▶ **Work order 1**
Using the Norblad biography, decide whether each of these statements agrees with it. Answer yes or no and quote the deciding words. (a) Norblad moved with his family to Stayton, Oregon in 1953. (b) Norblad earned his law degree from Georgetown University. (c) Norblad won his father's seat in the United States House of Representatives.
▶ **Work order 2**
Write a continuation of the Norblad biography that picks up after its final sentence.

▶ **Document excerpt**
______
American attorney and judge (1939–2014)

Albin Walter Norblad III (March 15, 1939 - February 10, 2014) was an attorney in the U.S. state of Oregon, and a judge of the Oregon Circuit Court for the 3rd judicial district, in Marion County at Salem.
He was named for his father, A. Walter Norblad, and grandfather, A. W. Norblad, both prominent Oregon attorneys and politicians.

==Early life==
Norblad was born in Astoria, Oregon in 1939, and moved with his family to Stayton, Oregon in 1953. After a United States Army discharge in 1958 and a year's study at Georgetown University, Norblad obtained a bachelor's degree in history from the University of Oregon in 1963, and a law degree from the Willamette University in 1965. Norblad's father died in office in 1964, and Norblad considered running for his seat in the United States House of Representatives, however Wendell Wyatt was elected instead.

==Legal career==
Before becoming a state court judge, Norblad served as a municipal court judge and a deputy district attorney.
______
[Dataset entries]

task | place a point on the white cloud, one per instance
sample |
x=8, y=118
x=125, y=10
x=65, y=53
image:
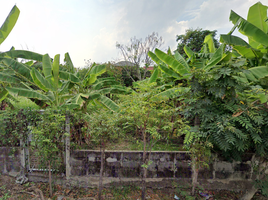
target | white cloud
x=89, y=29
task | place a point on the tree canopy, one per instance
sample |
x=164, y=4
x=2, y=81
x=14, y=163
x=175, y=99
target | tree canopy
x=194, y=39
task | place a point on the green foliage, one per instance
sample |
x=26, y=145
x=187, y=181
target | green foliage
x=262, y=185
x=231, y=121
x=15, y=125
x=103, y=126
x=48, y=138
x=194, y=39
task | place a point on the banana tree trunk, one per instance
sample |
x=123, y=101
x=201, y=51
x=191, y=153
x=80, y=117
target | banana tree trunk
x=49, y=179
x=101, y=170
x=143, y=182
x=194, y=176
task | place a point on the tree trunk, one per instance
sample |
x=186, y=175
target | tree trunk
x=249, y=194
x=49, y=179
x=67, y=147
x=101, y=170
x=194, y=176
x=143, y=183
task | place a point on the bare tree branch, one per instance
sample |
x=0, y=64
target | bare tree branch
x=137, y=53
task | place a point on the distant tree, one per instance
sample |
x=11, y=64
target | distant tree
x=137, y=53
x=194, y=39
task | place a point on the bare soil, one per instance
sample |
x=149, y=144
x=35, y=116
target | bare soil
x=35, y=191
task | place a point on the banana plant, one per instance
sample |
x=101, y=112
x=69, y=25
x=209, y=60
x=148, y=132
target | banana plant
x=46, y=87
x=8, y=59
x=178, y=68
x=91, y=89
x=256, y=50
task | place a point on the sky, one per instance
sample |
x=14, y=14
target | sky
______
▶ **Exercise output 1**
(a) Yes: "moved with his family to Stayton, Oregon in 1953"
(b) No: "a law degree from the Willamette University in 1965"
(c) No: "however Wendell Wyatt was elected instead"

▶ **Exercise output 2**
His lengthy career as a jurist included a number of controversial and high-profile cases, including a 1994 decision upholding a state law banning enforcement of local anti-gay rights ordinances. As a juvenile court judge during the 1970s, Norblad made hundreds of unpopular decisions, reportedly sending more youths to MacLaren Youth Correctional Facility than any other judge in the state.

The judge was disciplined by the Oregon Commission on Judicial Fitness and Disability in 2002 with a thirty-day suspension following a drunk driving incident, an action which was upheld on appeal to the state Supreme Court.

==Later life and death==
He was the state's longest sitting judge. According to Article VII of the Oregon Constitution, he would have had to retire at the end of 2014. He died in Salem, Oregon on February 10, 2014, from a brain hemorrhage after a fall; he was 74.